--- Exercise directions ---
Reproduce the data below verbatim from the line containing "of the hiker" through its final line, and produce nothing more.

--- The data ---
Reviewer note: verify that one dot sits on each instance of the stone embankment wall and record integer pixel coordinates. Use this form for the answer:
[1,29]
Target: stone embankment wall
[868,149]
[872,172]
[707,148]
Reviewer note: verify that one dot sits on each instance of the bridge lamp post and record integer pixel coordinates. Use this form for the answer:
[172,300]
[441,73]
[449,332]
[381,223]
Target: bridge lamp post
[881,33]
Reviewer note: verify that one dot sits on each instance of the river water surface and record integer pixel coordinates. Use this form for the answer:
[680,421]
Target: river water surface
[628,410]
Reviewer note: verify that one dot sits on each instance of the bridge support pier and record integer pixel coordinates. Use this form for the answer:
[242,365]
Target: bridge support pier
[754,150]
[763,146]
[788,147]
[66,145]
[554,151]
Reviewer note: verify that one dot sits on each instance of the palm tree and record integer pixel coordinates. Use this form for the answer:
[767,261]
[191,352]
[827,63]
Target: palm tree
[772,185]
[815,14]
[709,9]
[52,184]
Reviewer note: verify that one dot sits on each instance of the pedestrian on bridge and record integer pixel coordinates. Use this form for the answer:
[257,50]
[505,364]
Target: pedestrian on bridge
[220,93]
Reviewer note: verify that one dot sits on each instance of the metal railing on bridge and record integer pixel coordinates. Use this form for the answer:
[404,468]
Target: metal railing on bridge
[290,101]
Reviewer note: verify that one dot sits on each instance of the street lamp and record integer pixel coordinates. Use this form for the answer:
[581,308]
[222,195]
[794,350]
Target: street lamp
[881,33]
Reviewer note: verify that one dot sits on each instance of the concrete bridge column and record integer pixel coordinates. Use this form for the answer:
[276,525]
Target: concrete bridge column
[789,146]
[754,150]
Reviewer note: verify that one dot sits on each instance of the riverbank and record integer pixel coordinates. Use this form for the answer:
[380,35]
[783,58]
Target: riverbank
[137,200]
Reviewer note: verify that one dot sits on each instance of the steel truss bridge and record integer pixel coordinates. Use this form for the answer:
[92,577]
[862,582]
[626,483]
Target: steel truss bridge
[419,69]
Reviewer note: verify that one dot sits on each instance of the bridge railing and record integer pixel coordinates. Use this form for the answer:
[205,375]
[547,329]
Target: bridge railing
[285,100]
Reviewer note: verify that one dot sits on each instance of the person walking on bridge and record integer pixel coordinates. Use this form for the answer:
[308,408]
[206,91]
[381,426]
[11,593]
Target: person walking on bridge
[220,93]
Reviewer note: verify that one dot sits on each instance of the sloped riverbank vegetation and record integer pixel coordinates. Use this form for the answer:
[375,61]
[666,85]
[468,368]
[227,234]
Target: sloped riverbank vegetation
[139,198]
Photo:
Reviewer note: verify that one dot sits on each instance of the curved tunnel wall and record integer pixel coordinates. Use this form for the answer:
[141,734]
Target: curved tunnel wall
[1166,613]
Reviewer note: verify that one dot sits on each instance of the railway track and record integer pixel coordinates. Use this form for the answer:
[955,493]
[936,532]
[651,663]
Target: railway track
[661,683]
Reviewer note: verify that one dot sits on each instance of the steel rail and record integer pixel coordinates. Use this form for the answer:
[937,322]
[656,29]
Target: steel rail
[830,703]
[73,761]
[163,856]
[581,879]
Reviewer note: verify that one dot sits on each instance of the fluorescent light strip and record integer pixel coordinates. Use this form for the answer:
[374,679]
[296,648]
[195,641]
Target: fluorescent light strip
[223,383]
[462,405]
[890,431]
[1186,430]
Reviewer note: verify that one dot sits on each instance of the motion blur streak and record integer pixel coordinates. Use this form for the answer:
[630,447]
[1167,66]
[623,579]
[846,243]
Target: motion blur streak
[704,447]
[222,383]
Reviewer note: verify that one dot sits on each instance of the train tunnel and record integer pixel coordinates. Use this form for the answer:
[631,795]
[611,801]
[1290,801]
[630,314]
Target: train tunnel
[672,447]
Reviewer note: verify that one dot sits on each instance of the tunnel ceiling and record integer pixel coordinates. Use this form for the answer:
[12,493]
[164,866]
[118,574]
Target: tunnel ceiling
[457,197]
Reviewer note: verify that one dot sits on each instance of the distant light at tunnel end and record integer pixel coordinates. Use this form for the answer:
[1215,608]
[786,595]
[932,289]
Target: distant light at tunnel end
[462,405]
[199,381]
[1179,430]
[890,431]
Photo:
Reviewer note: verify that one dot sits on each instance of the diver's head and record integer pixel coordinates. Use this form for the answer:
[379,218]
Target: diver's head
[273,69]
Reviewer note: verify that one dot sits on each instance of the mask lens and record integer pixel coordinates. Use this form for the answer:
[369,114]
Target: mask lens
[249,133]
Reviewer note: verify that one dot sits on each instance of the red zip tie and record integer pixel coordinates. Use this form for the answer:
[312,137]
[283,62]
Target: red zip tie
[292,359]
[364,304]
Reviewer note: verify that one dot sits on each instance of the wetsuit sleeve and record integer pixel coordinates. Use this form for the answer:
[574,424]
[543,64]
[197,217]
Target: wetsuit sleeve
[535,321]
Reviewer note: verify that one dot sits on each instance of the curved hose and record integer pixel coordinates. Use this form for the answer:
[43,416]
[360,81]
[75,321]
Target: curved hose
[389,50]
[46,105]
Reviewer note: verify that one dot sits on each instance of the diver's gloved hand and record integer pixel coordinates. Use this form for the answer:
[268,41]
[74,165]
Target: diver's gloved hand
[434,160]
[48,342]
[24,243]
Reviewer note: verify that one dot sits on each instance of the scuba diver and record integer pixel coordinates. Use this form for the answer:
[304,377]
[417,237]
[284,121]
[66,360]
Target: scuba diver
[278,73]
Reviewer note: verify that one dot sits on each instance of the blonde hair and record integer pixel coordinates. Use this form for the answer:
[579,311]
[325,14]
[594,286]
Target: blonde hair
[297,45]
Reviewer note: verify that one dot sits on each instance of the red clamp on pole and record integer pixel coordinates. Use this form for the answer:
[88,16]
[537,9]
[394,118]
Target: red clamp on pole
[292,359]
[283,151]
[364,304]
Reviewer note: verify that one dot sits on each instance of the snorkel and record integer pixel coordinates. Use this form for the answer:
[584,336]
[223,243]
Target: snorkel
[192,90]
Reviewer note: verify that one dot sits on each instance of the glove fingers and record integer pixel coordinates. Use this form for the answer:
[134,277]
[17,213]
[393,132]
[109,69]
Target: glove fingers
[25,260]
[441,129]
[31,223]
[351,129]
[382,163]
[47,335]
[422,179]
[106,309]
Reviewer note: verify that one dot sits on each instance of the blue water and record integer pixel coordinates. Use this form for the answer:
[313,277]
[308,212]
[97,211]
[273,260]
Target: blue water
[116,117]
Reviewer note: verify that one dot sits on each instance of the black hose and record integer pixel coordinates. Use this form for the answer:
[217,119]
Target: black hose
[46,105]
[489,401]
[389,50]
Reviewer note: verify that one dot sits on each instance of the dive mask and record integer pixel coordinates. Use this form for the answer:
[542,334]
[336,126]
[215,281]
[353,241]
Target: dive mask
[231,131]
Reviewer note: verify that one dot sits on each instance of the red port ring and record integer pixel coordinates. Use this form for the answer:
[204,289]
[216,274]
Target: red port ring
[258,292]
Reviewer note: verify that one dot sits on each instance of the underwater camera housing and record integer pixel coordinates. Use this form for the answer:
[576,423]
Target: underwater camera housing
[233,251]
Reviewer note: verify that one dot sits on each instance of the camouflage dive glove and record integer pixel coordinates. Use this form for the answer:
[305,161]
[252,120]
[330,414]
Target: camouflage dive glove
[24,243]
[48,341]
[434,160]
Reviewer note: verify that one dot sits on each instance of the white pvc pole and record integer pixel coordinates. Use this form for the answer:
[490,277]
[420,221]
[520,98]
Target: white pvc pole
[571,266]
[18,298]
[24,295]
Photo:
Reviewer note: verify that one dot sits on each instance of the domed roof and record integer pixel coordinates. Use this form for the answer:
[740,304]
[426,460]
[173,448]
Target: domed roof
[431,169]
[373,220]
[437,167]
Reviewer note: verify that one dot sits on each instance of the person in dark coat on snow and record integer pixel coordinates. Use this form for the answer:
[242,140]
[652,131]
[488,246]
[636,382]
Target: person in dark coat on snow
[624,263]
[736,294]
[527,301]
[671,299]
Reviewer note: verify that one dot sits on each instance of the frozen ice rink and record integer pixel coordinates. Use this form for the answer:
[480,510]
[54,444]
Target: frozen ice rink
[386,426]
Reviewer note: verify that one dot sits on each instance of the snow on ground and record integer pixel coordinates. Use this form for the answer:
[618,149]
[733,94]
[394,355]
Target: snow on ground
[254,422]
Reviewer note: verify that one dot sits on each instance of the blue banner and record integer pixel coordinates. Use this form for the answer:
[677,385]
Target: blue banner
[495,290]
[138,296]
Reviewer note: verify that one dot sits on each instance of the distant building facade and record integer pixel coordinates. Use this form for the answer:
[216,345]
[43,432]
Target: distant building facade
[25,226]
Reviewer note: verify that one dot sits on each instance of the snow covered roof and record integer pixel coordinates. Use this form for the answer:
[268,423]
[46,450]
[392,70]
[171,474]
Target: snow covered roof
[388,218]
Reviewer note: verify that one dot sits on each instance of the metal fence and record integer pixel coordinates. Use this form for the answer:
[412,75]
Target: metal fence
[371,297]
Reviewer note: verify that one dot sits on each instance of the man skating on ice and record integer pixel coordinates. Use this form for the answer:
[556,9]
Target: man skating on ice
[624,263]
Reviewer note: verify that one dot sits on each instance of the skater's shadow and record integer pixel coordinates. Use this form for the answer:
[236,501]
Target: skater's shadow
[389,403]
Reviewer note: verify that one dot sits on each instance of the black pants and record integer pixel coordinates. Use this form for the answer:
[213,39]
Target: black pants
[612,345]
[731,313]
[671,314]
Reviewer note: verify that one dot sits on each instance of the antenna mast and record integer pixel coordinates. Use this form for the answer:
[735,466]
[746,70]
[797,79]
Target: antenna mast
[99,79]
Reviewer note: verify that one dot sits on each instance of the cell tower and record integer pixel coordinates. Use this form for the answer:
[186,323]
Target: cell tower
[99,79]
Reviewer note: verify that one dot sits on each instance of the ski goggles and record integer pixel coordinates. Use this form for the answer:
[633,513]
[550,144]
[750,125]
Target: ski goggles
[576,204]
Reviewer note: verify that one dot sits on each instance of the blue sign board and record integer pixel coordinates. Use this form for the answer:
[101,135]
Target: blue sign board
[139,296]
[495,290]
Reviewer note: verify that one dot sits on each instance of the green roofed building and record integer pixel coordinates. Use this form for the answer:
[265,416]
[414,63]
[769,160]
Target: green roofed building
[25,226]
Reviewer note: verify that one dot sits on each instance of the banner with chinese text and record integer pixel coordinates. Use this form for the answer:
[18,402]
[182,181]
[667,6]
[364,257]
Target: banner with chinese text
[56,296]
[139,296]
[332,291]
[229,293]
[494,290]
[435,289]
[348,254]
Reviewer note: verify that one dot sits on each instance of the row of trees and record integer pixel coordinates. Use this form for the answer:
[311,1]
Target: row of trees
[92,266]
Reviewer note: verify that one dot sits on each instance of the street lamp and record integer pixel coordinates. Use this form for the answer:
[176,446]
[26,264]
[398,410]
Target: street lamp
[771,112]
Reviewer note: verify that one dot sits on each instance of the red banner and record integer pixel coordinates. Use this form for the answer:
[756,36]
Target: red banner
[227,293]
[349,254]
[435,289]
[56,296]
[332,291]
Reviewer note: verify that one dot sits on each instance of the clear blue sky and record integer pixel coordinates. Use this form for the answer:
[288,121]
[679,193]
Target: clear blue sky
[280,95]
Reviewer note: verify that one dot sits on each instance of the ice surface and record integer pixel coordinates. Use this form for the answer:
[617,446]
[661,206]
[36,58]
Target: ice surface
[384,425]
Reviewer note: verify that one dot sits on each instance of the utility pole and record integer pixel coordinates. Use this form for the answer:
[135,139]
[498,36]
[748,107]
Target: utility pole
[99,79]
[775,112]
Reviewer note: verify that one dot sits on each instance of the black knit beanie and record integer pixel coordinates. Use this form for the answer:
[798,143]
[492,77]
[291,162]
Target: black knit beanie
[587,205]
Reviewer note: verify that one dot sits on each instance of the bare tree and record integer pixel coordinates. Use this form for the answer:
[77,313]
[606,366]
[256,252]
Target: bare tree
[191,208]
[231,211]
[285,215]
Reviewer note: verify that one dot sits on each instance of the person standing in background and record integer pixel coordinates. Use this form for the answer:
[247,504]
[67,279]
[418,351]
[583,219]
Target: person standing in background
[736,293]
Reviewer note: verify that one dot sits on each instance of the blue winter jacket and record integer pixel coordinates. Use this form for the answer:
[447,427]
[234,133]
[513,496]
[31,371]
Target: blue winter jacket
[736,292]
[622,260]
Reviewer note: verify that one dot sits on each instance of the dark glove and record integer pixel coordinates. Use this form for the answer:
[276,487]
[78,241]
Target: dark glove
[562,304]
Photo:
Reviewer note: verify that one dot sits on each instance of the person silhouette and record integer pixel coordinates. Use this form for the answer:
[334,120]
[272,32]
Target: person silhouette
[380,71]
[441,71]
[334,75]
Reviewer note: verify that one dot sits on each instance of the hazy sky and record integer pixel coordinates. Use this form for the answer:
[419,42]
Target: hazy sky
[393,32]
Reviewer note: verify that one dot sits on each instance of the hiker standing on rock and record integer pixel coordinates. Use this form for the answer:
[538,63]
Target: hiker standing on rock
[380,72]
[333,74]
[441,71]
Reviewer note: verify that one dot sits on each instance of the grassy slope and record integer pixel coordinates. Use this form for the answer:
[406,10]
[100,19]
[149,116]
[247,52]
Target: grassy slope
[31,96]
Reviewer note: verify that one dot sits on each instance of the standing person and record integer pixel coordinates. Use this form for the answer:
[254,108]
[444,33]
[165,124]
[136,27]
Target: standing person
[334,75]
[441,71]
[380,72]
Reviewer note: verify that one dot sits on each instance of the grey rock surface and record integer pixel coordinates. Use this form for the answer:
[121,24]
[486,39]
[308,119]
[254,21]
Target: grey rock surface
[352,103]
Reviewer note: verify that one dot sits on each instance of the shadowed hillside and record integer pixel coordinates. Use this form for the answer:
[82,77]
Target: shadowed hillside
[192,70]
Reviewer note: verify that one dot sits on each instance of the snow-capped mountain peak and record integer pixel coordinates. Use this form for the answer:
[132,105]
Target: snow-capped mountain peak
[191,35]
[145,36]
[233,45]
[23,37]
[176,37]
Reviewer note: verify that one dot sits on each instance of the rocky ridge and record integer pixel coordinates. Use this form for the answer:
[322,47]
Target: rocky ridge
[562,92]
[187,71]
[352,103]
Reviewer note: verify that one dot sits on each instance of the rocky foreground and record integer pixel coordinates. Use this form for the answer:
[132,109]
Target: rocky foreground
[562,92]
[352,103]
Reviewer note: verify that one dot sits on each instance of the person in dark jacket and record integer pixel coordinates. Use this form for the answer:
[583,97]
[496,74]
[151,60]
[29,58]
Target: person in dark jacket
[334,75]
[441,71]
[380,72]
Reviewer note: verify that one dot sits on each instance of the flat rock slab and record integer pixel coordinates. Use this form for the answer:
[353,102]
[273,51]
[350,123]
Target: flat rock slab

--- Result of the exercise ---
Reviewer note: verify that one dot sits on each instance of the hiker standing on rock and record integer pixel coordinates. Use this form for the answer:
[538,63]
Target: hiker standing on rock
[380,72]
[333,74]
[441,71]
Reviewer note: verify that one dot sits on each instance of the grassy slope and record integer pixel coordinates. Use this form for the answer:
[406,10]
[100,19]
[149,116]
[247,52]
Target: grassy slope
[31,96]
Reviewer note: verify that one dot sits on each instance of the standing person and record integer pixel coordinates. Use this form for the answer:
[254,108]
[444,33]
[165,124]
[136,27]
Target: standing person
[334,75]
[441,71]
[380,72]
Reviewer note: verify that one dot sits on each instance of the grey rock surface and record integer pixel coordinates. Use this form for the answer:
[121,24]
[486,39]
[308,119]
[254,21]
Target: grey rock surface
[352,103]
Reviewer note: verify that one dot sits on each instance of the shadowed hillside and record integer pixel coordinates. Use this form for the answer:
[82,77]
Target: shadowed hillside
[192,70]
Reviewer note: verify that one dot sits on each instance of the snow-capped mountain peak and record integer pixel coordinates. Use this form for the answer:
[132,105]
Target: snow-capped mountain peak
[191,35]
[145,36]
[233,45]
[23,37]
[176,37]
Reviewer note: verify that one dot sits on each instance of the rocky ridge and record integer pixel coordinates. Use this form for the answer:
[322,47]
Target: rocky ridge
[562,92]
[187,71]
[352,103]
Reviewer note: verify that one dot sits on each instance of the rocky foreground and record integer pixel coordinates. Use this form for the answer:
[132,109]
Target: rocky foreground
[562,92]
[352,103]
Reviewer note: verify that one dot sits on each instance of the person in dark jacket and record integer pixel coordinates. Use this form for the answer:
[583,97]
[496,74]
[151,60]
[29,58]
Target: person in dark jacket
[334,75]
[441,71]
[380,72]
Reviewer note: verify that one dot sits on each instance of the flat rock slab and record integer pixel coordinates. Use this form for the answer:
[353,102]
[273,51]
[350,123]
Target: flat rock slab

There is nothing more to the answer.